WRITTEN REQUEST: Starting with the line that holds "Category: person in white shirt", copy out each remaining line of the listing below, up to and including the last one, and include nothing else.

RECORDS SUPPLIED:

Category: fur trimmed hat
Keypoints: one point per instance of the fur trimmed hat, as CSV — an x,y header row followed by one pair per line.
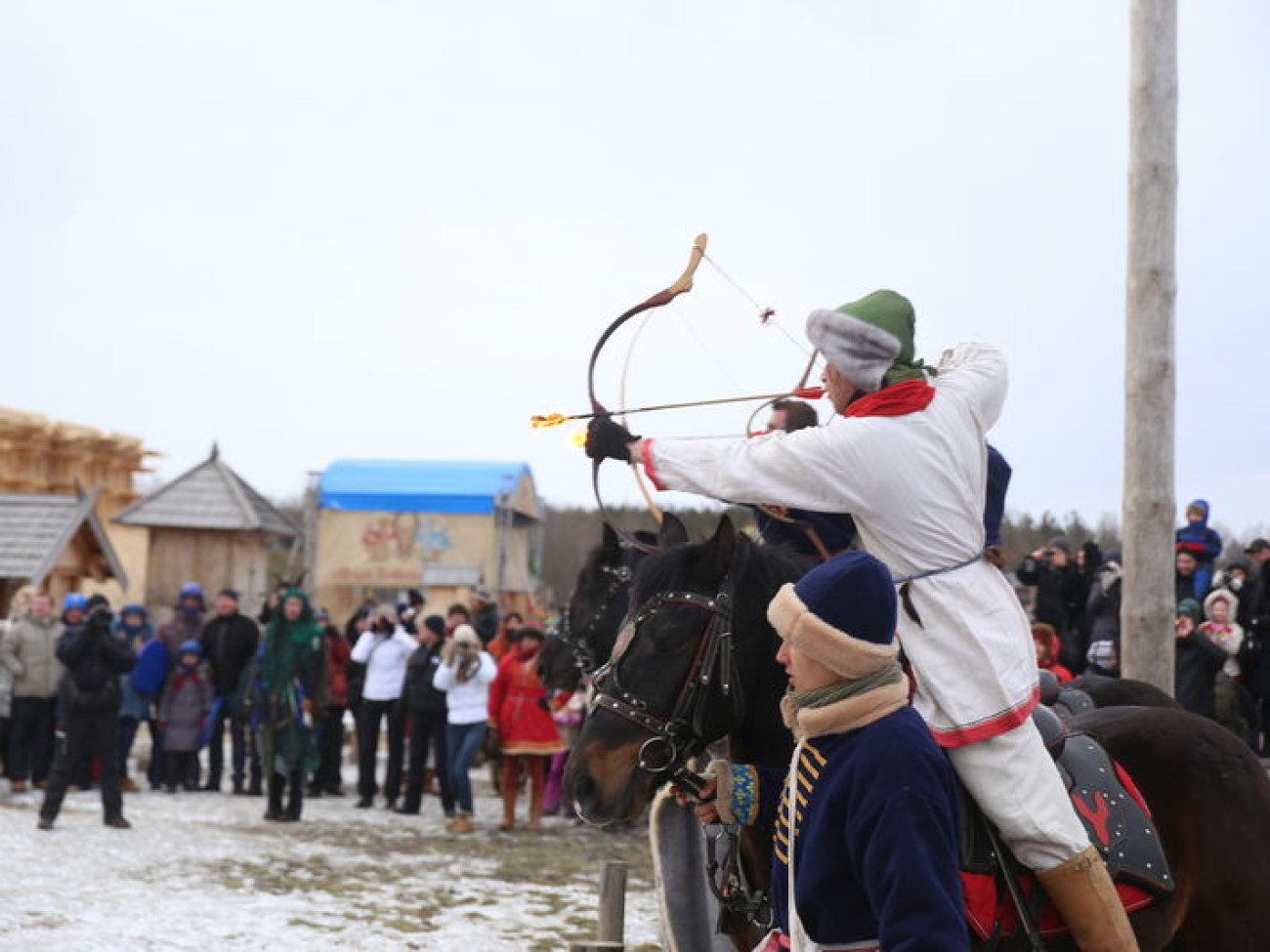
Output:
x,y
842,613
865,339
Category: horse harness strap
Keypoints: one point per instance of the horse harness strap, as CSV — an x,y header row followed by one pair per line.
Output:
x,y
906,582
676,739
578,642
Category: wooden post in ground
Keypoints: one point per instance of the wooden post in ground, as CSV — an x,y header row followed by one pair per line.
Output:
x,y
611,930
1147,605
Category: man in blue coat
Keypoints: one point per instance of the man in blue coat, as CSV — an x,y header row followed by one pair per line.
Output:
x,y
865,820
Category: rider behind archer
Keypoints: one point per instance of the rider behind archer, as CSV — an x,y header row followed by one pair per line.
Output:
x,y
868,810
809,534
910,465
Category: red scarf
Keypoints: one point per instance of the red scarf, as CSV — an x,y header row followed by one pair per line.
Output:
x,y
897,400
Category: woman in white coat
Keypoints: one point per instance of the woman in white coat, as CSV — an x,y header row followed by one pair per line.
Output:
x,y
465,676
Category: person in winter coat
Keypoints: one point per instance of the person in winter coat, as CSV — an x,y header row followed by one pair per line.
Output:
x,y
1232,705
1104,614
465,676
384,648
134,627
94,659
1048,651
187,620
1198,660
528,735
909,461
1076,646
28,651
330,730
1203,544
1185,578
230,642
507,636
287,686
1052,570
187,702
865,819
426,711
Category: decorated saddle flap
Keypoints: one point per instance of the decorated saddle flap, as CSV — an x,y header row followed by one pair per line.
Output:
x,y
1118,823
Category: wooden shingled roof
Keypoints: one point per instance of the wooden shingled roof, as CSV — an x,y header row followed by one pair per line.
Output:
x,y
36,528
208,496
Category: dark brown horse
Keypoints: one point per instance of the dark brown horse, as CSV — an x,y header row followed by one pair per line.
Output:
x,y
1207,794
597,605
694,667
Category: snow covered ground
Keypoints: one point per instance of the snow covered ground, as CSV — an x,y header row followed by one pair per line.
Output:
x,y
204,871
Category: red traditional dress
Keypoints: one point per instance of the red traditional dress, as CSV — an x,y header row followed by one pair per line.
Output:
x,y
517,707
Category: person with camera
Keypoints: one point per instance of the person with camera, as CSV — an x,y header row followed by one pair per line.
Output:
x,y
287,686
28,650
384,647
426,707
465,676
1052,570
94,658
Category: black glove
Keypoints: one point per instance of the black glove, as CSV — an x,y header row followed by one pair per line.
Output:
x,y
608,439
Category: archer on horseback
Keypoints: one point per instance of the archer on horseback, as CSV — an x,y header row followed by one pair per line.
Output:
x,y
910,464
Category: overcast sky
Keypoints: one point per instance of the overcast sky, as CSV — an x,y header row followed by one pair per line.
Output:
x,y
317,229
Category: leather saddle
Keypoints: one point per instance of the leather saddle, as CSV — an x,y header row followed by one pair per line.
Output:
x,y
1114,813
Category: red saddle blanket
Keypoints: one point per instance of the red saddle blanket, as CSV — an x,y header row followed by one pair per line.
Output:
x,y
1118,820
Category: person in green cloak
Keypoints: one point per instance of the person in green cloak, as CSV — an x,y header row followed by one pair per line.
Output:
x,y
288,685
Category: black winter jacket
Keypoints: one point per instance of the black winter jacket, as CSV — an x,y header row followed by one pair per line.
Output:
x,y
229,645
94,658
418,693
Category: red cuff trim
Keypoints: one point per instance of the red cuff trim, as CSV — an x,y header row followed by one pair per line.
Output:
x,y
646,457
991,727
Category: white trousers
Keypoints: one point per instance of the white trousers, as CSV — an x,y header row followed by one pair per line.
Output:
x,y
1014,781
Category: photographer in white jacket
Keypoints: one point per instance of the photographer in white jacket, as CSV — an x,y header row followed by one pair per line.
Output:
x,y
384,647
465,676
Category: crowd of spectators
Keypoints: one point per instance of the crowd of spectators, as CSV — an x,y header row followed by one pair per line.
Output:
x,y
297,698
1222,667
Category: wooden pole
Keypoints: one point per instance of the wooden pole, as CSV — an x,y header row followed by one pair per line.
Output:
x,y
1147,607
613,902
611,930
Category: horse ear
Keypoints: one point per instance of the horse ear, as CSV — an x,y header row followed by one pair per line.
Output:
x,y
673,532
720,549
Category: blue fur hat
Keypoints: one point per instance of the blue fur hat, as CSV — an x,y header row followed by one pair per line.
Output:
x,y
842,613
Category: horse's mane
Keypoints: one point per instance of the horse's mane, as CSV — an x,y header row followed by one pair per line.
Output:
x,y
766,569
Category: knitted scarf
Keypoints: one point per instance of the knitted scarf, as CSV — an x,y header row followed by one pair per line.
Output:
x,y
846,705
288,646
896,400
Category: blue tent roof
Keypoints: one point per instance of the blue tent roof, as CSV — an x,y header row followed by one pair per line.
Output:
x,y
418,485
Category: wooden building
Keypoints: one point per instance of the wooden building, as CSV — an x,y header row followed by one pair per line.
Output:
x,y
47,457
55,542
444,527
211,527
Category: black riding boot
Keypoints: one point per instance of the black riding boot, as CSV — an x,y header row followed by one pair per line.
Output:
x,y
295,796
275,808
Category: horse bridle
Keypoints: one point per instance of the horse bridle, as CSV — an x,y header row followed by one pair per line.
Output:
x,y
579,642
677,739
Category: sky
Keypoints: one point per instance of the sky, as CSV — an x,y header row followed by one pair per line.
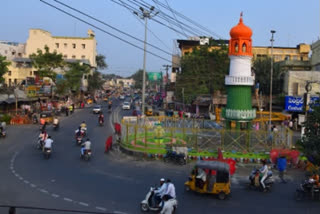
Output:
x,y
295,21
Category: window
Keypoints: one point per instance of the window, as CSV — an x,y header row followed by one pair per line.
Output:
x,y
244,48
236,47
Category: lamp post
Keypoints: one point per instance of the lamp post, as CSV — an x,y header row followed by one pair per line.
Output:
x,y
271,75
146,14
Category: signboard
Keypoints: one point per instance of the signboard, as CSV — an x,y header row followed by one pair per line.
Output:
x,y
154,76
295,104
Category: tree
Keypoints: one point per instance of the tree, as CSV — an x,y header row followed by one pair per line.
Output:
x,y
74,74
262,68
47,62
101,62
3,67
310,141
137,77
202,72
95,82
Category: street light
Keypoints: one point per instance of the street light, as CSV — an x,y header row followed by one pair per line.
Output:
x,y
146,14
271,75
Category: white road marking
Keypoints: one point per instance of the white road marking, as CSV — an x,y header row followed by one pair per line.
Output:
x,y
68,199
43,191
84,204
55,195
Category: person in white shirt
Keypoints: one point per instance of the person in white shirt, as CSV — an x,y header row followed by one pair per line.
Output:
x,y
169,204
171,190
159,193
48,143
85,146
264,171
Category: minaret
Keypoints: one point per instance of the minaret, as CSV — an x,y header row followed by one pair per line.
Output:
x,y
240,80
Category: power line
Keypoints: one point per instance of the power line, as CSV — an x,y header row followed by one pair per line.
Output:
x,y
102,30
114,28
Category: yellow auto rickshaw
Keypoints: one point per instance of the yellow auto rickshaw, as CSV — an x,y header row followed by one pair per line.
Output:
x,y
46,116
210,177
148,111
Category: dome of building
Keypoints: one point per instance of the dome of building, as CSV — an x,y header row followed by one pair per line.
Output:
x,y
240,30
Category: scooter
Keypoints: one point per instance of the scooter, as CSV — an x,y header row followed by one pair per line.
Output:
x,y
256,184
47,153
148,205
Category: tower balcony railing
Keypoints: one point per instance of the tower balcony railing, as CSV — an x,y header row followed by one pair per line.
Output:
x,y
239,80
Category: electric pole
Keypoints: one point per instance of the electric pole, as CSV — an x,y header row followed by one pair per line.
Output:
x,y
146,14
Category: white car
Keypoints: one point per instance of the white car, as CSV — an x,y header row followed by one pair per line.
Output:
x,y
126,106
97,109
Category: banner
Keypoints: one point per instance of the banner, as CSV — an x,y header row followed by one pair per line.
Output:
x,y
295,104
154,76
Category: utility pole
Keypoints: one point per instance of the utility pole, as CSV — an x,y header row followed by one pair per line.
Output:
x,y
271,75
146,14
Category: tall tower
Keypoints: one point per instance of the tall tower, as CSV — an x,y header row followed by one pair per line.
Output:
x,y
239,82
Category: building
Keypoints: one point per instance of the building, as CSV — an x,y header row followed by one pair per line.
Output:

TASK SOLUTION:
Category: person in white shirt
Keypoints: one point per instance of the person in white shirt, as CSV — an x,y header row followed by one pair per line.
Output:
x,y
169,204
171,190
159,193
48,143
85,146
264,171
Category: minaret
Keypoints: one point per instance of the minaret, as CSV — an x,y header row followed by one pair per line.
Output:
x,y
240,80
Category: power line
Keypoints: one point per instance of the power line, as CSV — an x,y header row followed by one pair per line.
Output:
x,y
102,30
114,28
Category: yellow auto rickshaw
Keypoints: one point per instance of the yellow auto rickshaw, as CSV — an x,y header row followed by one pair per line.
Output:
x,y
46,116
210,177
148,111
Category: dome of building
Keypoints: one point per instance of the dome of building, as CSV — an x,y header row followed by one pair per line.
Output:
x,y
240,30
Category: scooter
Keypoints: one point per instance of the scooter, as CSV — an x,y header row followed by one pair per line.
Output:
x,y
256,184
47,153
148,205
Category: tower balcony railing
Keypoints: one point per instance of the tower balcony railing, as CSV — an x,y header row followed by one pair per line.
Output:
x,y
239,80
Category: electric pole
Keypoints: one point per instance of the electric pole, as CSV — an x,y header row followed by one pair per line.
Output:
x,y
146,14
Category: white car
Keypoints: one point per instance of the white car, as CSV — an x,y header row followed by one pair per line.
Output:
x,y
126,106
97,109
Category: banner
Keypoints: one point per instance of the banner, as CSV — an x,y header row followed by one pair per line.
Output:
x,y
295,104
154,76
Category: utility pole
Keypoints: one point per instance of the utility pole, as CSV — an x,y header row followed by one pair per line.
Output:
x,y
271,75
146,14
Category: tall tower
Keypoints: one point per instance of the tall tower, as CSV — an x,y header row followed by one pair per line.
Output:
x,y
239,82
Category: building
Keypoints: one point per instance of the building, as CSV — an x,y header row followed by one pair per line.
Output:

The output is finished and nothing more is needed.